Énoncé 1 | Extrayez de l'article sur le fonds Archegos le passage qui commence par "Par Charles-Henry Monchau, CFA, CMT, CAIA" et se termine par "gestion sont-elles évitables?".
Énoncé 2 | Dressez la liste de tous les fonds et établissements financiers nommés dans l'article sur le fonds Archegos.
Énoncé 3 | Poursuivez l'article sur la chute du fonds Archegos à la suite de sa dernière phrase.

══ Extrait du document

Les déboires du fonds Archegos Capital nous rappellent que certaines erreurs de gestion peuvent s’avérer fatales – surtout lorsque celles-ci se cumulent.

Par Charles-Henry Monchau, CFA, CMT, CAIA – CIO de FlowBank

 

Lundi matin, nous avons enfin appris qui était derrière les ordres gigantesques passés sur le marché la semaine précédente et en particulier vendredi. Dans un «remake» parfait du film «Margin call», le fonds Archegos s’est vu contraint de liquider plus de 20 milliards de dollars de positions après n’avoir pu répondre à des appels de marge. Cette liquidation a provoqué de nombreux remous sur les marchés mondiaux, Crédit Suisse et Nomura évoquant notamment des «pertes importantes».

Comment un fonds d’une taille si importante et géré par des professionnels aguerris peut-il disparaitre en seulement quelques jours ? Ces erreurs de gestion sont-elles évitables?

════
══ Contenu des données

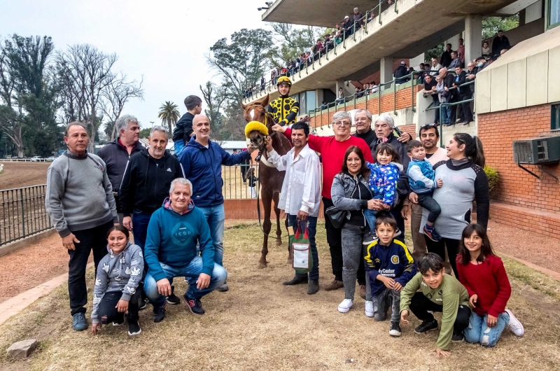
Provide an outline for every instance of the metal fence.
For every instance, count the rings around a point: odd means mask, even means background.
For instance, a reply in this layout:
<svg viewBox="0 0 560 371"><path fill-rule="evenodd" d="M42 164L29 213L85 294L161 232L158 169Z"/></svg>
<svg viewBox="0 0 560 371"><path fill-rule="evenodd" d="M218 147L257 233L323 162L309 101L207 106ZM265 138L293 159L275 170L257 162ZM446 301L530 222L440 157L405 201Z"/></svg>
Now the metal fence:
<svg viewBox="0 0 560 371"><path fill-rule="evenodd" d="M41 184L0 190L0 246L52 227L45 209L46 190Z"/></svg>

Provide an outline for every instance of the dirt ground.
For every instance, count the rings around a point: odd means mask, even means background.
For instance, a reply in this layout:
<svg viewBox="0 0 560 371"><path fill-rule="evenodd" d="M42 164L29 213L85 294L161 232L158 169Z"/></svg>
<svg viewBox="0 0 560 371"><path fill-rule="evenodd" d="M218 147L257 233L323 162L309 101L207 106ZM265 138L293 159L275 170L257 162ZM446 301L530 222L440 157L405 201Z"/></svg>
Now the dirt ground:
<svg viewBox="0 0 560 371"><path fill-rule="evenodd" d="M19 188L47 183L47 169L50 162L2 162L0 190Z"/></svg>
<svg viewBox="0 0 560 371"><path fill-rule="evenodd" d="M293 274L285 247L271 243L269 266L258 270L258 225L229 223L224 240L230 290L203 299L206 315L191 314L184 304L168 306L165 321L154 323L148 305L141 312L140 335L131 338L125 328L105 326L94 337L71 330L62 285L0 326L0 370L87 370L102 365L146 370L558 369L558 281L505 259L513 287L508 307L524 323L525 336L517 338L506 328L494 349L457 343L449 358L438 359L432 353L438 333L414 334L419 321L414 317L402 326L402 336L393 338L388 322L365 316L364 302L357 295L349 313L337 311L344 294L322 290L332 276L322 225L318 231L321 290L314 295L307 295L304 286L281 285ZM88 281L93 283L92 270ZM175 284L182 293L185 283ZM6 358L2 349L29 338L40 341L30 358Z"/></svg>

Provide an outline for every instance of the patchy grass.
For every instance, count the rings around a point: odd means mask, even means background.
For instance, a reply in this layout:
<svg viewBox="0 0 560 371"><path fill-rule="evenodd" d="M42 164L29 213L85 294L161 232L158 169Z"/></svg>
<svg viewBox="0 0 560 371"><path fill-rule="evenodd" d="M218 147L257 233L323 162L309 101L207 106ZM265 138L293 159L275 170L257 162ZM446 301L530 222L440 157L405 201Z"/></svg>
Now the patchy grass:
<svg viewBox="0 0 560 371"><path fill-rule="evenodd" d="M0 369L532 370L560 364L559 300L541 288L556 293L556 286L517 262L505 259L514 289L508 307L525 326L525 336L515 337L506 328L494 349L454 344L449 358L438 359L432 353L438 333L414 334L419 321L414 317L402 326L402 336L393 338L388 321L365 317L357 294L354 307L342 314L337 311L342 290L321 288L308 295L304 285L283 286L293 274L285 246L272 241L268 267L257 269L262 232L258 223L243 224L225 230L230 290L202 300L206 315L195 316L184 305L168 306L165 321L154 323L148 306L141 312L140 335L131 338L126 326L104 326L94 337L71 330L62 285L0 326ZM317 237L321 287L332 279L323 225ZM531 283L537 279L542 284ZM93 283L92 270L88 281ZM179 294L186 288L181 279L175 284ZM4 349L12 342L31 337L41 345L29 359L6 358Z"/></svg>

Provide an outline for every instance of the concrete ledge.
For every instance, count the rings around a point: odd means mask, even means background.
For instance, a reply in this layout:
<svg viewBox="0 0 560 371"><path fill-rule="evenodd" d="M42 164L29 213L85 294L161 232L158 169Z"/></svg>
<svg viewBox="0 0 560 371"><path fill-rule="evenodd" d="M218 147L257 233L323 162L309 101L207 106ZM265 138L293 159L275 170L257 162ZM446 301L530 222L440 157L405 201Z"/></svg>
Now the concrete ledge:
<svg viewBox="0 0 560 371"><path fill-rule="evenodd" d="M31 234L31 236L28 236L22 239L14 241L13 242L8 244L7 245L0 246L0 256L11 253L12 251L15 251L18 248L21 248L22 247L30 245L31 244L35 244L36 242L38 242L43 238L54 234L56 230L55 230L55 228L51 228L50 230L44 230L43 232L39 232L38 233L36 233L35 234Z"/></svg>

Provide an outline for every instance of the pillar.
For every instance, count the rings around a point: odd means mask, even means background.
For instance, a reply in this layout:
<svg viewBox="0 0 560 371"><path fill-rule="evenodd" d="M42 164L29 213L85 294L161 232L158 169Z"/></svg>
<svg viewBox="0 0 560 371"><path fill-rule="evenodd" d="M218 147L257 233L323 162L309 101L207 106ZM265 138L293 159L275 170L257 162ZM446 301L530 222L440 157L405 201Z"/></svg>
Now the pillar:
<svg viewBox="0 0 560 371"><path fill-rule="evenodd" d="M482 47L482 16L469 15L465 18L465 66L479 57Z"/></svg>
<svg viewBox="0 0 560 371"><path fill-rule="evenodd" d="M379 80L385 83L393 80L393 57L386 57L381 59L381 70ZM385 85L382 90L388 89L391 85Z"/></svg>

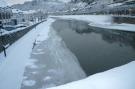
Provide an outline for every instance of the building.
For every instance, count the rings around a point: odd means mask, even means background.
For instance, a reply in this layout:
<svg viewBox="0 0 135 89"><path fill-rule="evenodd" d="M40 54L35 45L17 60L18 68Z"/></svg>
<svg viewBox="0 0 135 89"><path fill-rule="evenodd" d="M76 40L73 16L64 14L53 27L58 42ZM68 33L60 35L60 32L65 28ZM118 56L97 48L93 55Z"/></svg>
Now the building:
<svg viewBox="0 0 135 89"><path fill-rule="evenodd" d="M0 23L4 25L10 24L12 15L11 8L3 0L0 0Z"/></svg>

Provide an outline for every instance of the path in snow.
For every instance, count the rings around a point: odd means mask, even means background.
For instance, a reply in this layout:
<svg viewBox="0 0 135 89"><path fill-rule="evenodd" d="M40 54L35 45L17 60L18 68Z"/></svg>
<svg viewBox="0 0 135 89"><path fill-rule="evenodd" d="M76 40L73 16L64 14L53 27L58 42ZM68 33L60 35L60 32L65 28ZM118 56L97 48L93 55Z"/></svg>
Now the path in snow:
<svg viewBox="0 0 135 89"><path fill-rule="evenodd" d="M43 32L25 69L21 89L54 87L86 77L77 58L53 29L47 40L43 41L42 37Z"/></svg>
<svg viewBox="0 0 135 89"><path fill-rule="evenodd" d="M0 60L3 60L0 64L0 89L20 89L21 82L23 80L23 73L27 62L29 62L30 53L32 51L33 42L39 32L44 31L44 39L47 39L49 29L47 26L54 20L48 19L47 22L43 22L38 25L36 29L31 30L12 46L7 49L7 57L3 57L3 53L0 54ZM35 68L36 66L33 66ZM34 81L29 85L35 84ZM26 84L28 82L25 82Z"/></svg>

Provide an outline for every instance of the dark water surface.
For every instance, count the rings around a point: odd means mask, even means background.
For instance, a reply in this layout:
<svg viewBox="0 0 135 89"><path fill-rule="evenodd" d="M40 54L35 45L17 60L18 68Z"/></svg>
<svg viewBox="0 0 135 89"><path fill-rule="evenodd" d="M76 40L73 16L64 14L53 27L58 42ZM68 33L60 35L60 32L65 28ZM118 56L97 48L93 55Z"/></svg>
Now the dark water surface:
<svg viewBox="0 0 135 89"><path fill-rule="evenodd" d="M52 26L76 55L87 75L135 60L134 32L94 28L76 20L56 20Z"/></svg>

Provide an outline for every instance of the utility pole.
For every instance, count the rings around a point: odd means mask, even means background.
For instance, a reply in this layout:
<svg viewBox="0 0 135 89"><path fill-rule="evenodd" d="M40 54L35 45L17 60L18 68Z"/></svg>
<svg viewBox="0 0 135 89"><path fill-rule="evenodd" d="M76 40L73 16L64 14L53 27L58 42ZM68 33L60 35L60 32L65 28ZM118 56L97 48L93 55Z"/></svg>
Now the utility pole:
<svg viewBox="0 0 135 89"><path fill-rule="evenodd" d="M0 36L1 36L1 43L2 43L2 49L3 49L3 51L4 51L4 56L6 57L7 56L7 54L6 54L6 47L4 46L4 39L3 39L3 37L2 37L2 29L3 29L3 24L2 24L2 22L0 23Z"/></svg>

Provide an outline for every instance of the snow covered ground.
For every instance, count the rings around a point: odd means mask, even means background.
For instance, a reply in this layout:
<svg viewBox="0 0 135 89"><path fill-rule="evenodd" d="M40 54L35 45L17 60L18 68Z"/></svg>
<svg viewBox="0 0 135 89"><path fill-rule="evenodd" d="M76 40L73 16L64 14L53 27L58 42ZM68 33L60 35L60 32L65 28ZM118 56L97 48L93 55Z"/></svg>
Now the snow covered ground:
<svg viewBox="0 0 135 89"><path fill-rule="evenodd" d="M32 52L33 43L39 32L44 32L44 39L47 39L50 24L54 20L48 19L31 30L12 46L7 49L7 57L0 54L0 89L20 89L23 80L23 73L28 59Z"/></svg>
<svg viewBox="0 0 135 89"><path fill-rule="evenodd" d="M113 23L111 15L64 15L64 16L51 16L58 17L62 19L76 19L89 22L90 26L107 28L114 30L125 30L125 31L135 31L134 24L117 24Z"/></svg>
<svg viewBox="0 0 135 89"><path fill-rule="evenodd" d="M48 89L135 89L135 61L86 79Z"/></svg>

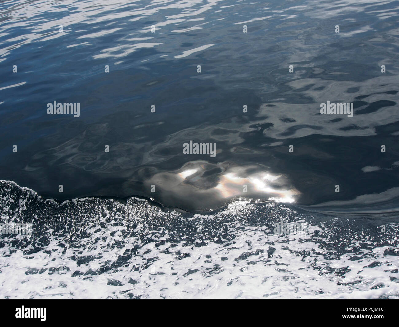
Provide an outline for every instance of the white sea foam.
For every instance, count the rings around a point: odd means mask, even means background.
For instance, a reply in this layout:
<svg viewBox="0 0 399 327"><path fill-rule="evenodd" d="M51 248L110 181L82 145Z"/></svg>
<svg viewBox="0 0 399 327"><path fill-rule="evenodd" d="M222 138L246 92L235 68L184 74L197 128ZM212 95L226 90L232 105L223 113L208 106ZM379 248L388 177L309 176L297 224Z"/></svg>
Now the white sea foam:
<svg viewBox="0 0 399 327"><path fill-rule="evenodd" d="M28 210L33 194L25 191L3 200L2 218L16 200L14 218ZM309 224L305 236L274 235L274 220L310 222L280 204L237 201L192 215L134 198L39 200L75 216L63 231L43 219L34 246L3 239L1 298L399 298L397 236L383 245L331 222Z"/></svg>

════
══ Contenu des données

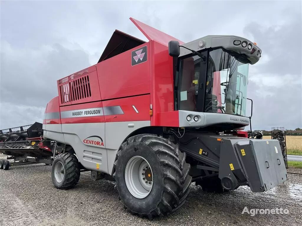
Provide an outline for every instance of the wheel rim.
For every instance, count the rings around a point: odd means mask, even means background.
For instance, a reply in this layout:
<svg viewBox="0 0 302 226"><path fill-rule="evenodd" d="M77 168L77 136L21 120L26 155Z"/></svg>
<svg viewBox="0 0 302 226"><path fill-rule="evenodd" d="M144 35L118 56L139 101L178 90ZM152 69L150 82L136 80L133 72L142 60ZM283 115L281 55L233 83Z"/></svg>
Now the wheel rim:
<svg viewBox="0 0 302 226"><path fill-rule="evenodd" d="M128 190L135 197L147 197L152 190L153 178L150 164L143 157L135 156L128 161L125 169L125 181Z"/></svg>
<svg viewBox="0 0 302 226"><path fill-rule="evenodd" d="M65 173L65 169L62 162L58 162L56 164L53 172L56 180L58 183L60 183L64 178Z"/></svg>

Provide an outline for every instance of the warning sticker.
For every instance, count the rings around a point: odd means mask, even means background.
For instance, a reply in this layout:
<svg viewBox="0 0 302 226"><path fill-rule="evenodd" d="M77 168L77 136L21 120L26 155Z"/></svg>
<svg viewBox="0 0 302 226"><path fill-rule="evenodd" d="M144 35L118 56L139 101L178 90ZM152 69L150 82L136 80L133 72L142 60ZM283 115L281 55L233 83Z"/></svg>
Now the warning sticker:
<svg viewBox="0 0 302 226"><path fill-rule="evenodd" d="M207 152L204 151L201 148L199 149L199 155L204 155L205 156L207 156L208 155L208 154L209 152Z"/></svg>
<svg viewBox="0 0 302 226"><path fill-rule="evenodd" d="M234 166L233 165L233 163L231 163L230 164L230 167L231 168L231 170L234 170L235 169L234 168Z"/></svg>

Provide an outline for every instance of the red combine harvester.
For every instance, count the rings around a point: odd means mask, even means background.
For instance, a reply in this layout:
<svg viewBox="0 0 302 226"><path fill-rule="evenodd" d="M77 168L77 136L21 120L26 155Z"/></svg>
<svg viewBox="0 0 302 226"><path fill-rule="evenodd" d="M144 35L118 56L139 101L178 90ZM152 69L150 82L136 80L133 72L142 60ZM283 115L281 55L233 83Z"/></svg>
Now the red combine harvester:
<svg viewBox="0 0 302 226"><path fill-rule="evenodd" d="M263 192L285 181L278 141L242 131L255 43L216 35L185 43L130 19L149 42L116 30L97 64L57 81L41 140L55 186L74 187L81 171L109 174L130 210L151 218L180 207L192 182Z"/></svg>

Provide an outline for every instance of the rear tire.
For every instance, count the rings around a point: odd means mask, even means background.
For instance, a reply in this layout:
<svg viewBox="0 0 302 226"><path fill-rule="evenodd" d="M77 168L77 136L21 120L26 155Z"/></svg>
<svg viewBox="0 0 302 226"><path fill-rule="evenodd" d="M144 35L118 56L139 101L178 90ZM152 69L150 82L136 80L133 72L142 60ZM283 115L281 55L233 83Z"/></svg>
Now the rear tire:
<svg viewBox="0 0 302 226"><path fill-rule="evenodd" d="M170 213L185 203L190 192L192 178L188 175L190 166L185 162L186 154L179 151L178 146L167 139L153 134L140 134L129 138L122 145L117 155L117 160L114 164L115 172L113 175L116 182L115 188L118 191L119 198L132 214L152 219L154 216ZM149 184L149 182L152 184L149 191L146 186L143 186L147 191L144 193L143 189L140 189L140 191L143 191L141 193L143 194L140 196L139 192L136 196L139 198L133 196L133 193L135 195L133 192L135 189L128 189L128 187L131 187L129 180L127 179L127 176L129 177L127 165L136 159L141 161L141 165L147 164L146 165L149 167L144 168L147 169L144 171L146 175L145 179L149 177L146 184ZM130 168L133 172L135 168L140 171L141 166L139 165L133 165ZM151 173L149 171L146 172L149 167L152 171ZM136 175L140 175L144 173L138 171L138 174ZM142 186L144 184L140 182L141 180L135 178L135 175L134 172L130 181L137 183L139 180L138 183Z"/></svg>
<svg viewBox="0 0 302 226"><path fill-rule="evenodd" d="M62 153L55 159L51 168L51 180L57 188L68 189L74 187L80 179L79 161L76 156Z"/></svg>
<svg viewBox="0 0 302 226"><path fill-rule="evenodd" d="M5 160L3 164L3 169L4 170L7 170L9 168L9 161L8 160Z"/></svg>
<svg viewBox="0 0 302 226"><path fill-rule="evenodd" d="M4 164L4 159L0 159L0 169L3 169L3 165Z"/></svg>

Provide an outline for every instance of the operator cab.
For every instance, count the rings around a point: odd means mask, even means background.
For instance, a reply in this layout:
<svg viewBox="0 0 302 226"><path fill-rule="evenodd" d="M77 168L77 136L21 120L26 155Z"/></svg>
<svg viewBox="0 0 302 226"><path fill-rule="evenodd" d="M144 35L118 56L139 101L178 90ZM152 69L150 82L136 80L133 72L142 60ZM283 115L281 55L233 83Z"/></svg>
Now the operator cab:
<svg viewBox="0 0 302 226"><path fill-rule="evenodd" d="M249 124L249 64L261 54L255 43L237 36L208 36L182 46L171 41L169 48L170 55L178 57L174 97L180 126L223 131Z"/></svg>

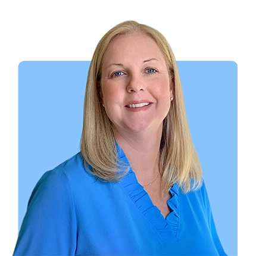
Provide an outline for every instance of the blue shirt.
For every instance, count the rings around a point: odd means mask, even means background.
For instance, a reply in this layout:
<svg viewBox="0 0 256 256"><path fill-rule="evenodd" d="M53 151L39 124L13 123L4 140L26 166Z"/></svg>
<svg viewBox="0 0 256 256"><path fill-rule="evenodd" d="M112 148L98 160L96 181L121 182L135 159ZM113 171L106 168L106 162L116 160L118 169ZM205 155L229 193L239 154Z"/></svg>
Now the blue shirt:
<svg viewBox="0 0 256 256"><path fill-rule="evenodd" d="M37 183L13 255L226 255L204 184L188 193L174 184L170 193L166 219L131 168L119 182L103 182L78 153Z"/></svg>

════
══ Contenu des données

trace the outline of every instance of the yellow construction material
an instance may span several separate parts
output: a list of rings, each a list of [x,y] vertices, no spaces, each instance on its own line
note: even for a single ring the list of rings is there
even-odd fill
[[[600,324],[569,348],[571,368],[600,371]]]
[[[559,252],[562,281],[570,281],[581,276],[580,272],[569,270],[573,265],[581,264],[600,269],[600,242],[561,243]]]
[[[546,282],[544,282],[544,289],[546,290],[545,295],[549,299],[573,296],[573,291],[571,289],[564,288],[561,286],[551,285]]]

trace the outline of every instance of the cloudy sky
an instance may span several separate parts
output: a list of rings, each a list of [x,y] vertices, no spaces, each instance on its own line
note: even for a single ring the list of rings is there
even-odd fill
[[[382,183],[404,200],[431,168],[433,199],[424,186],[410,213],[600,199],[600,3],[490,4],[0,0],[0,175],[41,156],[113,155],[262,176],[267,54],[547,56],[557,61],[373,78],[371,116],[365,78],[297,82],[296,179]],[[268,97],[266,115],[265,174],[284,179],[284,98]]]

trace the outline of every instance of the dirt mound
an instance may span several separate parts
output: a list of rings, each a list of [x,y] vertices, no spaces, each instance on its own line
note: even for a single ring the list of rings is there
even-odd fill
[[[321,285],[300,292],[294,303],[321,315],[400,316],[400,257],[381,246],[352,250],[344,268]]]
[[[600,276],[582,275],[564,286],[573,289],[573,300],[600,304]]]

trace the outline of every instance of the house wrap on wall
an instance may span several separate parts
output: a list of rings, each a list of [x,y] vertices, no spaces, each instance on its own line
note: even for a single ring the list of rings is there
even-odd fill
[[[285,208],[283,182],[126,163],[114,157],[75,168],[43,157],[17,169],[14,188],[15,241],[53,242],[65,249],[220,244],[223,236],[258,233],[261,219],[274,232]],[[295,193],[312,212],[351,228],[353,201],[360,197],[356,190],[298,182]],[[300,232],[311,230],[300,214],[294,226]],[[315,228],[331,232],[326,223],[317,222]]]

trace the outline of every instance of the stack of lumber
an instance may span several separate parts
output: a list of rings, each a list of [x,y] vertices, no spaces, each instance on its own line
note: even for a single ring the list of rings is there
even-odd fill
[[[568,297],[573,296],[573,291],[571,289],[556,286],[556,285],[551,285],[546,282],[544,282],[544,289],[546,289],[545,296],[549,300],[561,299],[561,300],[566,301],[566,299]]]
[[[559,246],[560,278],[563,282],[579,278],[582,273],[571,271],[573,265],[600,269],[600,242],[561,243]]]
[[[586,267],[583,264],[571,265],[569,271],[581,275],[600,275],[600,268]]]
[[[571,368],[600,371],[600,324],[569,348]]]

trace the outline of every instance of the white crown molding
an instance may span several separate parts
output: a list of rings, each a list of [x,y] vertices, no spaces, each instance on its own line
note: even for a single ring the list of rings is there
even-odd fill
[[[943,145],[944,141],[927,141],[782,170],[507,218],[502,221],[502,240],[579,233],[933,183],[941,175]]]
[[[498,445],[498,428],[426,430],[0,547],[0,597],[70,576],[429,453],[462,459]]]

════

Réponse attendue 1 |
Par Charles-Henry Monchau, CFA, CMT, CAIA – CIO de FlowBank

 

Lundi matin, nous avons enfin appris qui était derrière les ordres gigantesques passés sur le marché la semaine précédente et en particulier vendredi. Dans un «remake» parfait du film «Margin call», le fonds Archegos s’est vu contraint de liquider plus de 20 milliards de dollars de positions après n’avoir pu répondre à des appels de marge. Cette liquidation a provoqué de nombreux remous sur les marchés mondiaux, Crédit Suisse et Nomura évoquant notamment des «pertes importantes».

Comment un fonds d’une taille si importante et géré par des professionnels aguerris peut-il disparaitre en seulement quelques jours ? Ces erreurs de gestion sont-elles évitables?

Réponse attendue 2 | Archegos Capital, FlowBank, Crédit Suisse, Nomura

Réponse attendue 3 |
Il est intéressant de constater que la majorité des investisseurs, qu’ils soient aguerris ou néophytes, commettent souvent les mêmes fautes. Ci-dessous, nous passons en revue ce que nous considérons comme les 7 péchés capitaux dans le domaine du trading et de l’investissement.

Ne pas avoir de stratégie

Une stratégie de trading ou d’investissement est une ligne de conduite à suivre concernant l’initiation d’une position, la fixation d’un objectif, d’un horizon-temps, et l’utilisation de «stop-loss». Sans plan de trading, l’émotion et l’irrationalité prennent souvent le dessus. L’utilisation de «stop-loss» permet de limiter les pertes avant qu’elles ne deviennent trop importantes – ce qui peut s’avérer très utile lorsque l’on utilise un effet de levier. Il est également fortement conseillé d’établir un plan d’action en anticipation des crises plutôt que pendant les périodes de crise. En effet, la plupart des traders attendent que les marchés s’écroulent avant de développer une stratégie. Ils se retrouvent alors totalement pris de court. La meilleure solution est d’élaborer un plan à l’avance. Par exemple, en achetant de faibles quantités dans la phase de baisse des marchés – une pratique connue sous le nom de «dollar-cost averaging». L’histoire des crises financières prouve que c’est une stratégie qui s’est très souvent avérée gagnante.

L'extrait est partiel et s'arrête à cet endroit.